> **提示された文章**:
---

ホーム » PyOD » PyOD 0.8 : 概要

PyOD 0.8 : 概要

投稿者: sales-info in PyOD, 外れ値検知投稿日: 06/23/2021

PyOD 0.8 : 概要 (翻訳/解説)
翻訳 : (株)クラスキャットセールスインフォメーション
作成日時 : 06/25/2021 (0.8.9)

* 本ページは、PyOD の以下のドキュメントを翻訳した上で適宜、補足説明したものです：

* サンプルコードの動作確認はしておりますが、必要な場合には適宜、追加改変しています。
* ご自由にリンクを張って頂いてかまいませんが、sales-info@classcat.com までご一報いただけると嬉しいです。

★ 無料 Web セミナー開催中 ★ クラスキャット主催人工知能 & ビジネス Web セミナー

人工知能とビジネスをテーマに WEB セミナーを定期的に開催しています。
スケジュールは弊社公式 Web サイトでご確認頂けます。

お住まいの地域に関係なく Web ブラウザからご参加頂けます。事前登録 が必要ですのでご注意ください。
ウェビナー運用には弊社製品「ClassCat® Webinar」を利用しています。

クラスキャットは人工知能・テレワークに関する各種サービスを提供しております :

人工知能研究開発支援	人工知能研修サービス	テレワーク & オンライン授業を支援
PoC(概念実証)を失敗させないための支援 (本支援はセミナーに参加しアンケートに回答した方を対象としています。)

◆ お問合せ : 本件に関するお問い合わせ先は下記までお願いいたします。

株式会社クラスキャット セールス・マーケティング本部セールス・インフォメーション

E-Mail：sales-info@classcat.com ; WebSite: https://www.classcat.com/ ; Facebook

PyOD 0.8 : 概要

PyOD (Python Outlier Detection) は多変量データで中心を離れた (= outlying) オブジェクトを検知するための包括的でスケーラブルな Python ツールキットです。このエキサイティングなしかし挑戦的な分野は一般に外れ値検知 or 異常検知として言及されます。

PyOD は古典的 LOF (SIGMOD 2000) から最新の COPOD (ICDM 2020) まで、30 以上の検知アルゴリズムを含みます。2017 年から、PyOD [AZNL19] は数多くの学術的な研究と商用製品で成功的に利用されてきました [ AGSW19, ALCJ+19, AWDL+19, AZNHL19 ]。それはまた Analytics Vidhya, Towards Data Science, KDnuggets, Computer Vision News そして awesome-machine-learning を含む、様々な専門投稿/チュートリアルで機械学習コミュニティにより良く認知されています。

PyOD は以下のように特徴付けられます :

統一された API、詳細なドキュメント、そして様々なアルゴリズムに渡る対話的なサンプル。
高度なモデルは、scikit-learn からの古典的なもの、最新の深層学習メソッド、そして COPOD のような新しいアルゴリズムを含みます。
numba と joblib を使用し、可能なときには JIT と並列化による最適化されたパフォーマンス。
SUOD [ AZHC+21 ] による高速訓練 & 予測。
Python 2 & 3 の両者と互換。

---

データセットに含まれるエントリー
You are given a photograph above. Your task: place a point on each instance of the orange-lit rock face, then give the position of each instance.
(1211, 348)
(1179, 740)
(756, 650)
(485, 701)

---

> **作業指示**:
次の記述 (a)～(c) が PyOD の概要の文章と一致するかを判定し、それぞれ「はい」または「いいえ」で答えたうえで、判断の決め手となる本文の語句をそのまま引用してください。
(a) PyOD には 30 を超える検知アルゴリズムが含まれている。
(b) PyOD は Python 3 でのみ動作する。
(c) PyOD は 2019 年から学術研究や商用製品で利用されてきた。

> **作業結果**:
(a) はい。「30 以上の検知アルゴリズムを含みます」
(b) いいえ。「Python 2 & 3 の両者と互換。」
(c) いいえ。「2017 年から、PyOD [AZNL19] は数多くの学術的な研究と商用製品で成功的に利用されてきました」